변수들이 하나의 고유값만 가지고 있어서 상관관계가 없는 것 처럼 보인다.



In [None]:
corr_zero_cols = ['assessmentyear', 'storytypeid', 'pooltypeid2', 'pooltypeid7', 'pooltypeid10', 'poolcnt', 'decktypeid', 'buildingclasstypeid']
for col in corr_zero_cols:
    print(col, len(train_df_new[col].unique()))

상관관계가 높은 변수 파악하기

In [None]:
corr_df_sel = corr_df.loc[(corr_df['corr_values']>0.02) | (corr_df['corr_values'] < -0.01)]
corr_df_sel

In [None]:
cols_to_use = corr_df_sel.col_labels.tolist()

temp_df = train_df[cols_to_use]
corrmat = temp_df.corr(method='spearman')
f, ax = plt.subplots(figsize=(8, 8))

# Draw the heatmap using seaborn
sns.heatmap(corrmat, vmax=1., square=True)
plt.title("Important variables correlation map", fontsize=15)
plt.show()

The important variables themselves are very highly correlated.! Let us now look at each of them.

**Finished SquareFeet 12:**

Let us seee how the finished square feet 12 varies with the log error.

In [None]:
col = "finishedsquarefeet12"
ulimit = np.percentile(train_df[col].values, 99.5)
llimit = np.percentile(train_df[col].values, 0.5)
train_df[col].loc[train_df[col]>ulimit] = ulimit
train_df[col].loc[train_df[col]<llimit] = llimit

plt.figure(figsize=(12,12))
sns.jointplot(x=train_df.finishedsquarefeet12.values, y=train_df.logerror.values, size=10, color=color[4])
plt.ylabel('Log Error', fontsize=12)
plt.xlabel('Finished Square Feet 12', fontsize=12)

(점 배치 기록)
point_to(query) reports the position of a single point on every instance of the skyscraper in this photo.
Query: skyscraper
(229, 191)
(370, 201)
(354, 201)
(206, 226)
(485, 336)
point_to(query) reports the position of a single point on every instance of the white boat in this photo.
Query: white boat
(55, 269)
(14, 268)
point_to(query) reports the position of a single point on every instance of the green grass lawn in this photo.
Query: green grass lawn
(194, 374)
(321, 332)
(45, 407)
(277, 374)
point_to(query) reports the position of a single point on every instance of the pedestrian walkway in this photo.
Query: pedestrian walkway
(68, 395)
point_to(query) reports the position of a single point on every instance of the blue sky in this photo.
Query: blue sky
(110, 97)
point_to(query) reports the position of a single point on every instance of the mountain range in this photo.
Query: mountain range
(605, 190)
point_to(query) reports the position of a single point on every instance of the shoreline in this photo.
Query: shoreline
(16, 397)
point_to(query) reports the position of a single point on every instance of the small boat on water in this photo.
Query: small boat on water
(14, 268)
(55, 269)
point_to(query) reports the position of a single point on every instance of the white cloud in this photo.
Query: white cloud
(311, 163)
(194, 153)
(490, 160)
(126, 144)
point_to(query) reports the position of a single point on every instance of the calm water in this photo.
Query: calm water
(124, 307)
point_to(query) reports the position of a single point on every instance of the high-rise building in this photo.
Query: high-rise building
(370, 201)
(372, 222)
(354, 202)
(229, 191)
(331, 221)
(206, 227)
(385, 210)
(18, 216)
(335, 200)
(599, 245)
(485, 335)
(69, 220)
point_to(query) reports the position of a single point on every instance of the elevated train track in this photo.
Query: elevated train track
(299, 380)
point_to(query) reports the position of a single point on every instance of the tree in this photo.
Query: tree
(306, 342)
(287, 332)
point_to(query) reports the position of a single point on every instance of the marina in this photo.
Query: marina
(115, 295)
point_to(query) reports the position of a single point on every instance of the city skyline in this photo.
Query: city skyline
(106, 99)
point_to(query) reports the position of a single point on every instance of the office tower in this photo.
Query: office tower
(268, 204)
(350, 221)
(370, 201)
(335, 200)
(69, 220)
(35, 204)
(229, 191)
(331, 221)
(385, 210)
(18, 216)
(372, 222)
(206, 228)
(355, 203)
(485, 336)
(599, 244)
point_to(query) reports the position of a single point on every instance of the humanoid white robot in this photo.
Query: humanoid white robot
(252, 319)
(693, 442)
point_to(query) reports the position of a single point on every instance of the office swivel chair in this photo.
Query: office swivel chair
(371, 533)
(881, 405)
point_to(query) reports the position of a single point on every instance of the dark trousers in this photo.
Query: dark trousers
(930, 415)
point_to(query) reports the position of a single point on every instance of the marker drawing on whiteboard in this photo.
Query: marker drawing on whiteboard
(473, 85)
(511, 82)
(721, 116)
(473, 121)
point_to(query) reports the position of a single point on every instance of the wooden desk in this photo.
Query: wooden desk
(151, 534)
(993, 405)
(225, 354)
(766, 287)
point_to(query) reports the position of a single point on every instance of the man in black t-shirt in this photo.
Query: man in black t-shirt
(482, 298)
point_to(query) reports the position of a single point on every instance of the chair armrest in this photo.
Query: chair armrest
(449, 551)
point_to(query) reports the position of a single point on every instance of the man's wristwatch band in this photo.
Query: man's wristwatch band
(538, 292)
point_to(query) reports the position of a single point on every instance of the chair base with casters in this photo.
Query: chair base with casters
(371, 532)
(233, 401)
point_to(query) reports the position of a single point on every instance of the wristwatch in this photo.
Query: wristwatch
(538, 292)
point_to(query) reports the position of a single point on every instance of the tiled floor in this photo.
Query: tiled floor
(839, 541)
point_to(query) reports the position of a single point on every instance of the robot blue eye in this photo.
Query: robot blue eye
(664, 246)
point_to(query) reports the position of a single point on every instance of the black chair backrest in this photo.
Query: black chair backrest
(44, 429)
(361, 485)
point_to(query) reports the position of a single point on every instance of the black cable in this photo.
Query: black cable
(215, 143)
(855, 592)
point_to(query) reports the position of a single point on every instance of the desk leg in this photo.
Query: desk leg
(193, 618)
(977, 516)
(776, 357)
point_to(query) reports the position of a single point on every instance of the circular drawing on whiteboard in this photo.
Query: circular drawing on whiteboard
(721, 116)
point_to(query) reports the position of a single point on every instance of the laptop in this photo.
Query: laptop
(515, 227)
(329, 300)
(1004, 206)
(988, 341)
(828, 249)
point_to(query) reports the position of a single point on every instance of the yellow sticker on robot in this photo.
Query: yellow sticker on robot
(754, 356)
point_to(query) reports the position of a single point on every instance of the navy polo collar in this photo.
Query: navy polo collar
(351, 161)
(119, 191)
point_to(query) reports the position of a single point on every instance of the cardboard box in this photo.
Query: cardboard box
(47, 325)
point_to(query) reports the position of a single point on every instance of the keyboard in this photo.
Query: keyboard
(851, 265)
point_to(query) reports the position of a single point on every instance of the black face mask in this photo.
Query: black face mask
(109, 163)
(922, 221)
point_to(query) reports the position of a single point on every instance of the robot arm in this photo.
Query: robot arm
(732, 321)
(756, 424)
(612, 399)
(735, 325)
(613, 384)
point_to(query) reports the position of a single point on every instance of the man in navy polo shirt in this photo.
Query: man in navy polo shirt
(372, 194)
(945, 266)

> **과제**
변수 상관관계를 다룬 글을 처음부터 끝까지 한 글자도 바꾸지 말고 그대로 인용하세요. 이 기록은 위의 글과 아무 관련이 없습니다.

> **과제 답안**
변수들이 하나의 고유값만 가지고 있어서 상관관계가 없는 것 처럼 보인다.



In [None]:
corr_zero_cols = ['assessmentyear', 'storytypeid', 'pooltypeid2', 'pooltypeid7', 'pooltypeid10', 'poolcnt', 'decktypeid', 'buildingclasstypeid']
for col in corr_zero_cols:
    print(col, len(train_df_new[col].unique()))

상관관계가 높은 변수 파악하기

In [None]:
corr_df_sel = corr_df.loc[(corr_df['corr_values']>0.02) | (corr_df['corr_values'] < -0.01)]
corr_df_sel

In [None]:
cols_to_use = corr_df_sel.col_labels.tolist()

temp_df = train_df[cols_to_use]
corrmat = temp_df.corr(method='spearman')
f, ax = plt.subplots(figsize=(8, 8))

# Draw the heatmap using seaborn
sns.heatmap(corrmat, vmax=1., square=True)
plt.title("Important variables correlation map", fontsize=15)
plt.show()

The important variables themselves are very highly correlated.! Let us now look at each of them.

**Finished SquareFeet 12:**

Let us seee how the finished square feet 12 varies with the log error.

In [None]:
col = "finishedsquarefeet12"
ulimit = np.percentile(train_df[col].values, 99.5)
llimit = np.percentile(train_df[col].values, 0.5)
train_df[col].loc[train_df[col]>ulimit] = ulimit
train_df[col].loc[train_df[col]<llimit] = llimit

plt.figure(figsize=(12,12))
sns.jointplot(x=train_df.finishedsquarefeet12.values, y=train_df.logerror.values, size=10, color=color[4])
plt.ylabel('Log Error', fontsize=12)
plt.xlabel('Finished Square Feet 12', fontsize=12)